## BEGIN READING TEXT
Hard-disk politics finally arrives in Illinois

Late last October, while most of the news media were concentrating on the personalities and the bellowing of the candidates, there occurred one of those "hard disk" matchups which, in today's world of hi-tech politics, can determine the outcome of an election.

First, the staff of the Republican State Central Committee in Springfield directed their hired mainframe computer (which is stabled at the Precise Data Co. in Willowbrook, Ill.) to deliver the names and addresses of the roughly 100,000 Illinoisans who voted in the 1982 and 1984 but not the 1986 Republican primaries. The computer then saw to it that special brochures were mailed to these possibly malingering citizens, reminding them of the attractiveness of the party's 1986 nominees — down to and including the state legislative candidates. Meanwhile, the state Democratic party saddled up its own mainframe (on call in the offices of the Conotab Network firm in Houston, Tex.) for a slightly different mission. That computer was programmed to dispatch "mailograms" to some 600,000 Illinois households with a consistent record of voting in Democratic primaries. The messages explained in detail how to cast a vote for Solidarity party gubernatorial candidate Adlai Stevenson III and for the rest of the Democratic ticket — down to and including the state legislative candidates.
## END READING TEXT
REQUIRED TASKS:
- A) For the text on hard-disk politics in Illinois, state whether each statement agrees with it, answering yes or no and quoting the deciding words: (i) The Republican mainframe was kept at the Precise Data Co. in Willowbrook, Ill.; (ii) the Republican mailing went to some 600,000 Illinois households; (iii) the Democratic mailograms explained how to vote for Adlai Stevenson III as the Solidarity party's candidate for governor.
- B) Reproduce the part of the text on hard-disk politics in Illinois from "Hard-disk politics finally" up to and including "of an election.", without alteration.
The entries that come after this text have no connection to it.
## BEGIN MATERIAL
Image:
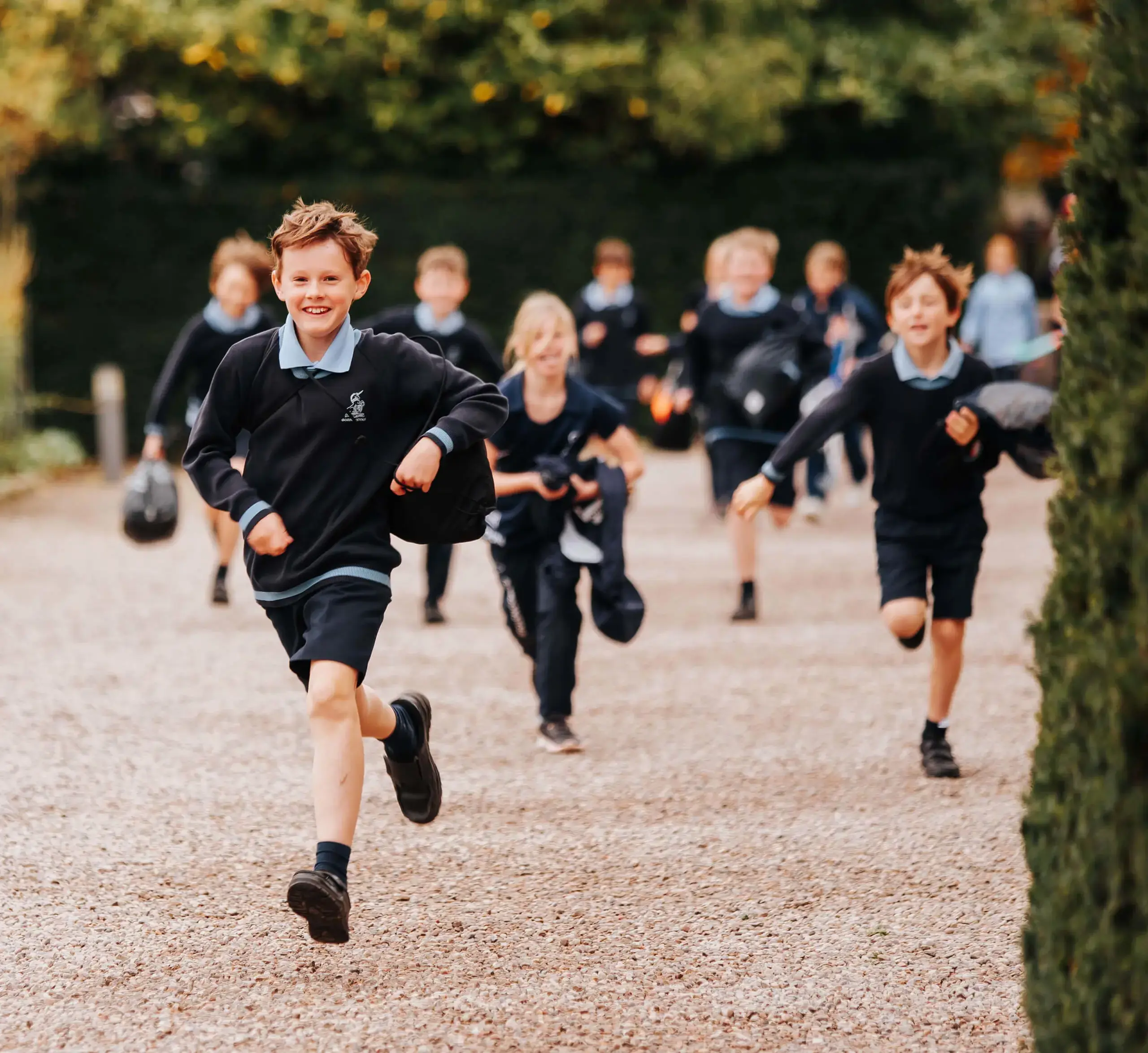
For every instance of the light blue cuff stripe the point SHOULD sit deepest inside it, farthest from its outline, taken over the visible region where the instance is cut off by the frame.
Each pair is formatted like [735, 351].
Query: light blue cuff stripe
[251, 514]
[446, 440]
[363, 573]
## END MATERIAL
SOLUTION LIST:
- A)
(i) Yes: "which is stabled at the Precise Data Co. in Willowbrook, Ill."
(ii) No: "the roughly 100,000 Illinoisans who voted in the 1982 and 1984 but not the 1986 Republican primaries"
(iii) Yes: "how to cast a vote for Solidarity party gubernatorial candidate Adlai Stevenson III"

- B)
Hard-disk politics finally arrives in Illinois

Late last October, while most of the news media were concentrating on the personalities and the bellowing of the candidates, there occurred one of those "hard disk" matchups which, in today's world of hi-tech politics, can determine the outcome of an election.